SHORT EXERCISE: Select each line in the items below that contains the string "white", and copy those lines. Case must match.

Raw records
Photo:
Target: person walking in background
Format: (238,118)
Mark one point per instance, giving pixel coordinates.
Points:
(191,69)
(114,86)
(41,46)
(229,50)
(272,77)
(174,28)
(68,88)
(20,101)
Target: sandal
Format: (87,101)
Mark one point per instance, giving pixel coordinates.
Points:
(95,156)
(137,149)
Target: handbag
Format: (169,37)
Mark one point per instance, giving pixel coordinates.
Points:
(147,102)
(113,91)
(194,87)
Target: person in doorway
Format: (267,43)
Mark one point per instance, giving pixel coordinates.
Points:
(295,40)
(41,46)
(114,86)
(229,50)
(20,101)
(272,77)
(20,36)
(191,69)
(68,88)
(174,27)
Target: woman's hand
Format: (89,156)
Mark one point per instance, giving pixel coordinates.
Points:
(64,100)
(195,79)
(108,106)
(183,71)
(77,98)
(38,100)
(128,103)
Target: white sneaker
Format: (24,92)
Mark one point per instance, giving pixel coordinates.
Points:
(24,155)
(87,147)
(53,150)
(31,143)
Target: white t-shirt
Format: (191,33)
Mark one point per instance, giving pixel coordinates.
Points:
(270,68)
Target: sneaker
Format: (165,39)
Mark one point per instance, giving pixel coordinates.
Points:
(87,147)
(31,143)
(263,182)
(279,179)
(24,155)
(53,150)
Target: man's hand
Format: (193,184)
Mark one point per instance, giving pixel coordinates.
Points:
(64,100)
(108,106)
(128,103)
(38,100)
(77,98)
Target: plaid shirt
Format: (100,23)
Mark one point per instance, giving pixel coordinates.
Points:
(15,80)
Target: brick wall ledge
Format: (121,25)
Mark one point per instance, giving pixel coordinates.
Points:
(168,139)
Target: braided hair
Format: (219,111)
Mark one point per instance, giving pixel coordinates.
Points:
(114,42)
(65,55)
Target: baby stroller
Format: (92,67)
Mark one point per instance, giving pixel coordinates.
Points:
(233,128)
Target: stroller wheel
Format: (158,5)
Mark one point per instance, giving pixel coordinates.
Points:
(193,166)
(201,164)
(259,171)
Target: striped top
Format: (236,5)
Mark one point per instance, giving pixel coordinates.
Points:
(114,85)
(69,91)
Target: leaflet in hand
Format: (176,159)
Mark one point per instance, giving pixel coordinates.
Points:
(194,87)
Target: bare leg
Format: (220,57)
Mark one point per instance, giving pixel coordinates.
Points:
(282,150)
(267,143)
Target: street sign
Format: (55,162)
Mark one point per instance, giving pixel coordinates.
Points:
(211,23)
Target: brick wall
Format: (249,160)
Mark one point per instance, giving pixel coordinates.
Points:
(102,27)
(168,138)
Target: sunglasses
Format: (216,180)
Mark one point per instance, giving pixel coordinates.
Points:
==
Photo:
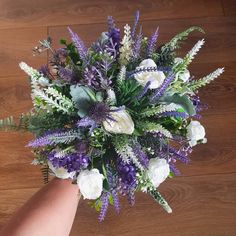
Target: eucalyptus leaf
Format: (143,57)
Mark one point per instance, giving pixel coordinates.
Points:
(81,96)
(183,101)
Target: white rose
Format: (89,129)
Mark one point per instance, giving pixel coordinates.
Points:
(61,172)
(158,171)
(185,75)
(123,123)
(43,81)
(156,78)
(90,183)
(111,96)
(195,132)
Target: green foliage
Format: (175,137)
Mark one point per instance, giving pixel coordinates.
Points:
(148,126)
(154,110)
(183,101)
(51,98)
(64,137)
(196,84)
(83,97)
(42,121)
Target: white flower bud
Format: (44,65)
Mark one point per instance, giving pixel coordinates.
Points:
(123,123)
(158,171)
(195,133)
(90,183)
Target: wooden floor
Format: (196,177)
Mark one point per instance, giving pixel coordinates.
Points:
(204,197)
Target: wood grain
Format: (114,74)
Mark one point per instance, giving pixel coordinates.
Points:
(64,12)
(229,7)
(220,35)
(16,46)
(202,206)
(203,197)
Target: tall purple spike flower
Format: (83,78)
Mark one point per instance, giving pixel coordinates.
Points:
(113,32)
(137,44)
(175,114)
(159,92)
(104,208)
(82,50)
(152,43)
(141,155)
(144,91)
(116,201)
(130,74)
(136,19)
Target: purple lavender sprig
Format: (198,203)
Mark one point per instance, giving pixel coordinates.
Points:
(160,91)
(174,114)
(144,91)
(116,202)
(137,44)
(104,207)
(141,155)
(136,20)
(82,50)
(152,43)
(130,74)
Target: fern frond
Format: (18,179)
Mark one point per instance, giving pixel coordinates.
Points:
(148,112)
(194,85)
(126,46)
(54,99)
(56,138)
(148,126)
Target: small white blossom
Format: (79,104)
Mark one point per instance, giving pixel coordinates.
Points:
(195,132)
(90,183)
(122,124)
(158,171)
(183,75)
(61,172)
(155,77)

TASK RESPONSE:
Target: white sneaker
Target: white t-shirt
Target: white rose
Target: white flower bud
Target: small white blossom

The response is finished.